→ **WHAT IS ASKED**:
Pull every line from the data below and reproduce each one without changing a single character.

→ **GIVEN DATA**:
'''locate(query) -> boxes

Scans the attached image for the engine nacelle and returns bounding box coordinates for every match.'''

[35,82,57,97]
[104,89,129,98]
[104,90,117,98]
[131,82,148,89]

→ **RESULT FOR THIS TASK**:
'''locate(query) -> boxes

Scans the attached image for the engine nacelle and returns bounding box coordinates for every match.'''

[35,82,57,97]
[104,89,129,98]
[104,90,117,98]
[131,82,148,89]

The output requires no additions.